Challenge: Render every line of the items below as a numbered list, skipping any blank lines. Leave the pictures out of your answer.

(Photo labels with boxes)
■ ■ ■ ■ ■ ■ ■

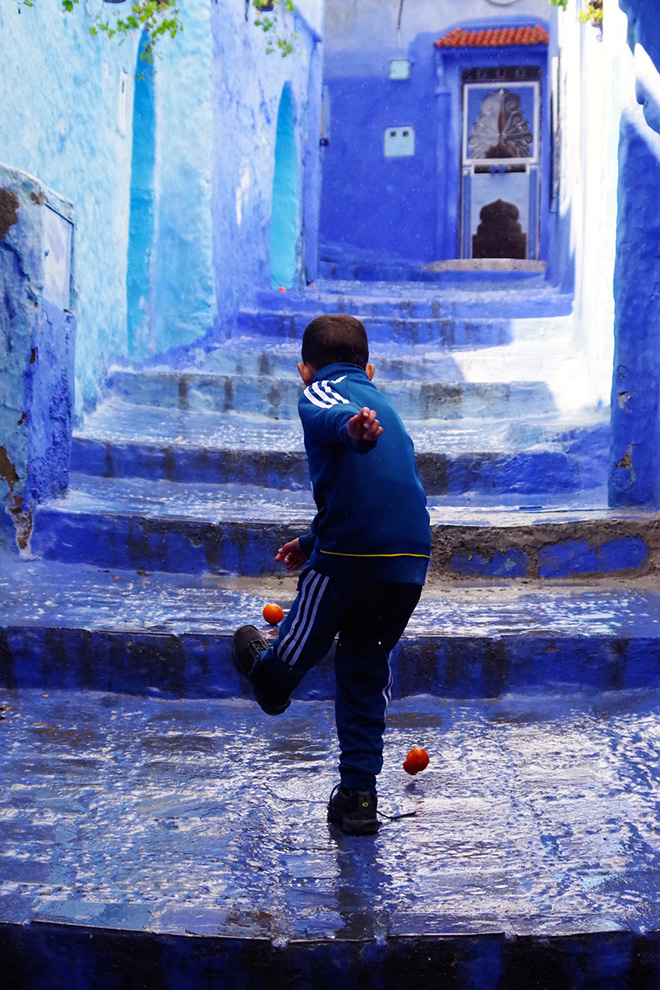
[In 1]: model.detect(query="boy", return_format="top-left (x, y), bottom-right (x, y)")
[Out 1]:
top-left (232, 314), bottom-right (431, 835)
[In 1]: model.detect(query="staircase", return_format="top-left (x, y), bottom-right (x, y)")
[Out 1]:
top-left (0, 279), bottom-right (660, 990)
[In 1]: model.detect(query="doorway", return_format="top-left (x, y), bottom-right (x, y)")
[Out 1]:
top-left (460, 66), bottom-right (541, 260)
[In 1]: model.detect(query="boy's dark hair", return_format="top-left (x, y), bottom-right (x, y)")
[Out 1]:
top-left (302, 313), bottom-right (369, 371)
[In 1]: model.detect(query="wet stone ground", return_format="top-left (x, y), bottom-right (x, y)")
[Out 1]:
top-left (0, 690), bottom-right (660, 945)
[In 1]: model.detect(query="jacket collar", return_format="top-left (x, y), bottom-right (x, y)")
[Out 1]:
top-left (312, 361), bottom-right (369, 382)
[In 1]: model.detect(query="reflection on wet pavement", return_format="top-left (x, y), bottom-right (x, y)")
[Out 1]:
top-left (0, 690), bottom-right (660, 944)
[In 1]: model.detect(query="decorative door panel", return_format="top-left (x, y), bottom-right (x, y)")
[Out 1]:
top-left (461, 66), bottom-right (541, 259)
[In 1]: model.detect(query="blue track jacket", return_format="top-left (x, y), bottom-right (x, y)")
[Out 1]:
top-left (298, 363), bottom-right (431, 584)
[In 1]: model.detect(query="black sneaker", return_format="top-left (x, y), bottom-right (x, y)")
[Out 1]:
top-left (231, 626), bottom-right (291, 715)
top-left (328, 785), bottom-right (380, 835)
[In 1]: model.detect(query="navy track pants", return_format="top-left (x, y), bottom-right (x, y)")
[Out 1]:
top-left (250, 567), bottom-right (422, 791)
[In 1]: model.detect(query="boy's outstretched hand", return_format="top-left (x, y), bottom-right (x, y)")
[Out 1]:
top-left (275, 538), bottom-right (308, 571)
top-left (346, 406), bottom-right (383, 440)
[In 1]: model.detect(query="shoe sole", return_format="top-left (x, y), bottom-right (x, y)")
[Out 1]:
top-left (328, 815), bottom-right (380, 835)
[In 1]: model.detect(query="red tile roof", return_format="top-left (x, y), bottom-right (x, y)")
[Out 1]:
top-left (435, 24), bottom-right (549, 48)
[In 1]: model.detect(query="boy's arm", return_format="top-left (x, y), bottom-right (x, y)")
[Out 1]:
top-left (275, 534), bottom-right (313, 571)
top-left (346, 406), bottom-right (383, 443)
top-left (298, 383), bottom-right (383, 453)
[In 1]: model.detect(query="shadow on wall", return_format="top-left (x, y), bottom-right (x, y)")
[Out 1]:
top-left (270, 83), bottom-right (300, 289)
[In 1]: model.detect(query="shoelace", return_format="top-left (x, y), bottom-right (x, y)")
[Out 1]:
top-left (376, 808), bottom-right (417, 822)
top-left (330, 784), bottom-right (417, 822)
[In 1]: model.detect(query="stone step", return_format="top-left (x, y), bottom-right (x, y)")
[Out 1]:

■ ■ ■ ■ ■ ■ ■

Complete output:
1. [In 1]: model.detect(query="boy", return_format="top-left (x, y), bottom-right (x, y)")
2. [Out 1]:
3. top-left (232, 314), bottom-right (431, 835)
4. [In 1]: model.detect(query="staircase", return_format="top-left (x, y), bottom-right (x, y)")
5. [Out 1]:
6. top-left (0, 279), bottom-right (660, 990)
7. [In 1]: model.detect(query="doorway", return_format="top-left (x, y), bottom-right (x, y)")
8. [Out 1]:
9. top-left (460, 66), bottom-right (541, 260)
10. [In 1]: model.detect(query="boy's dark hair", return_format="top-left (x, y), bottom-right (x, y)")
11. [Out 1]:
12. top-left (302, 313), bottom-right (369, 371)
13. [In 1]: model.detect(query="wet stone ground", return_format="top-left (x, y), bottom-right (x, y)")
14. [Out 1]:
15. top-left (0, 690), bottom-right (660, 945)
16. [In 1]: model.detect(query="jacket collar", return_format="top-left (x, y), bottom-right (x, y)")
17. [Out 1]:
18. top-left (312, 361), bottom-right (369, 382)
19. [In 1]: model.detect(query="reflection on wet pavement", return_format="top-left (x, y), bottom-right (x, y)")
20. [Out 1]:
21. top-left (0, 690), bottom-right (660, 944)
22. [In 1]: model.detect(query="decorative door panel", return_format="top-left (x, y), bottom-right (x, y)")
23. [Out 1]:
24. top-left (461, 66), bottom-right (541, 259)
25. [In 1]: model.detect(query="blue track jacket", return_format="top-left (x, y), bottom-right (x, y)")
26. [Out 1]:
27. top-left (298, 363), bottom-right (431, 584)
28. [In 1]: model.detect(query="black sneaker", return_format="top-left (x, y), bottom-right (x, y)")
29. [Out 1]:
30. top-left (231, 626), bottom-right (291, 715)
31. top-left (328, 785), bottom-right (380, 835)
32. [In 1]: model.detect(query="navy track pants", return_format="top-left (x, y), bottom-right (x, y)")
33. [Out 1]:
34. top-left (250, 567), bottom-right (422, 791)
35. [In 1]: model.detect(query="boy's outstretched hand", return_format="top-left (x, y), bottom-right (x, y)")
36. [Out 1]:
37. top-left (275, 538), bottom-right (308, 571)
38. top-left (346, 406), bottom-right (383, 440)
39. [In 1]: model.detect(query="shoe sole", return_format="top-left (x, y), bottom-right (x, y)")
40. [Out 1]:
41. top-left (328, 815), bottom-right (380, 835)
42. [In 1]: model.detect(query="red tile roof", return_format="top-left (x, y), bottom-right (x, y)")
43. [Out 1]:
44. top-left (435, 24), bottom-right (549, 48)
45. [In 1]: model.detect(query="boy's arm", return_format="top-left (x, y), bottom-right (x, y)")
46. [Out 1]:
47. top-left (275, 534), bottom-right (313, 571)
48. top-left (346, 406), bottom-right (383, 443)
49. top-left (298, 383), bottom-right (383, 453)
50. [In 1]: model.detect(query="shadow on wall", return_format="top-left (x, y), bottom-right (x, y)")
51. [Out 1]:
52. top-left (270, 83), bottom-right (300, 289)
53. [In 1]: model.detect(query="shoelace", return_format="top-left (x, y), bottom-right (x, y)")
54. [Out 1]:
55. top-left (376, 808), bottom-right (417, 822)
56. top-left (330, 784), bottom-right (417, 822)
57. [In 1]: model.detect(query="stone step", return_format="top-left (x, y), bottom-right (x, y)")
58. [Out 1]:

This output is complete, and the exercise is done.